Directions:
Leaving out the pictures, retype all the material exactly.

(Dataset excerpts on object pointing)

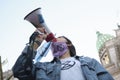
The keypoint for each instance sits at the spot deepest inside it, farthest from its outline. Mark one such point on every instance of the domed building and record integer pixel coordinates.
(108, 47)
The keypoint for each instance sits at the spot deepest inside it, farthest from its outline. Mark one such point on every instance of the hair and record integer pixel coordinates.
(71, 48)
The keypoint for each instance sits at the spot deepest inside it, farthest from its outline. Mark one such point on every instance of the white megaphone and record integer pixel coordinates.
(35, 17)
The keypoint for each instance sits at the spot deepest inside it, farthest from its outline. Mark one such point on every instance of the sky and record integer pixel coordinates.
(76, 19)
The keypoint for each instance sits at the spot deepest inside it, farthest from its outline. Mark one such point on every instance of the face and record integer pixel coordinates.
(59, 47)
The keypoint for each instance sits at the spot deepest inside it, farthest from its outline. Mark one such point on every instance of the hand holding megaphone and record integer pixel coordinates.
(35, 17)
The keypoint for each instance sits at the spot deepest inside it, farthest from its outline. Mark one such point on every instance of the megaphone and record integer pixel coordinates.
(35, 17)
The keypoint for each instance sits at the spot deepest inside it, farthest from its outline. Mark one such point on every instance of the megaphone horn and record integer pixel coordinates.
(35, 17)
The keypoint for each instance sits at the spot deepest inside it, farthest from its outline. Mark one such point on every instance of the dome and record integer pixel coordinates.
(101, 39)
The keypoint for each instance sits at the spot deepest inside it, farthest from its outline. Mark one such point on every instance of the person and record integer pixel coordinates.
(67, 65)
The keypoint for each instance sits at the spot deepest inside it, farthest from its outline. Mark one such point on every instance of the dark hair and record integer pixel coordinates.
(71, 48)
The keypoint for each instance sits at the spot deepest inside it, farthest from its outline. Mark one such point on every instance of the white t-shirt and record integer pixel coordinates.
(71, 69)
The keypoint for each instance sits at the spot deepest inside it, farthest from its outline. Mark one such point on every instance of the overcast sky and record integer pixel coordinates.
(76, 19)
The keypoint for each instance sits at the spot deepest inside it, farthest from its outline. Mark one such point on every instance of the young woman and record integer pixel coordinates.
(66, 65)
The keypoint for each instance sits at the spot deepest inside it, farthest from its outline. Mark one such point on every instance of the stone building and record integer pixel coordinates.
(108, 47)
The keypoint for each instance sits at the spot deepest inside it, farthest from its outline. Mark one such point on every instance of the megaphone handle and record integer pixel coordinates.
(50, 37)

Response to the task:
The keypoint for each instance sits at the spot deepest inside it, farthest from its outline. Mark one such point on every instance of the domed building and record integer pixel coordinates.
(108, 47)
The keypoint for each instance sits at the spot deepest inside it, farthest from its outline. Mark one such point on every instance of the hair and record integer pixel coordinates.
(71, 48)
The keypoint for each instance sits at the spot deepest inside it, farthest from its outline. Mark one such point on every instance of the white megaphone and record integer pixel coordinates.
(35, 17)
The keypoint for each instance sits at the spot deepest inside it, farthest from its outline. Mark one such point on every instance of the sky and record integer pixel coordinates.
(76, 19)
The keypoint for each instance sits at the spot deepest inside it, farthest from its outline. Mark one such point on every instance of the face and record integer pixel coordinates.
(59, 47)
The keypoint for each instance sits at the spot deepest inside it, farthest from its outline. Mark one such point on every instance of the hand holding megaphone and record integer pixel coordinates.
(35, 17)
The keypoint for each instance sits at the spot deepest inside it, farthest from its outline. Mark one such point on every instance of the megaphone and record integer pixel coordinates.
(35, 17)
The keypoint for each instance sits at the spot deepest inside it, farthest from its outline. Mark one such point on every instance of the megaphone horn and record integer pixel coordinates.
(35, 17)
The keypoint for each instance sits at the spot deepest inside it, farthest from its outline. Mark one such point on every instance of the dome and record integer pixel coordinates.
(101, 39)
The keypoint for each instance sits at the spot deepest inside it, farthest from its outline. Mark one such point on every instance of the person and record integer pixel coordinates.
(67, 65)
The keypoint for each instance sits at the spot deepest inside it, farthest from its outline. Mark one such point on every instance of the dark hair and record integer pixel coordinates.
(71, 48)
The keypoint for each instance sits at the spot deepest inside it, farthest from its outline. Mark one such point on every instance of the white t-shirt and record integer pixel coordinates.
(71, 69)
The keypoint for each instance sits at the spot deepest inside it, farthest from its outline. Mark one such point on every instance of the overcast sky and record integer pixel coordinates.
(76, 19)
The keypoint for each instance sits at the spot deepest inside it, farthest from its outline. Mark one such point on every instance of the young woman and record integer pixel coordinates.
(66, 65)
The keypoint for each instance sits at the spot deepest inside it, farthest from its outline. Mark one such point on every instance of the stone building and record integer pixel coordinates.
(108, 47)
The keypoint for each instance sits at the spot deepest inside it, farthest from its outline. Mark one such point on every instance of the megaphone handle and record integer pixel coordinates.
(50, 37)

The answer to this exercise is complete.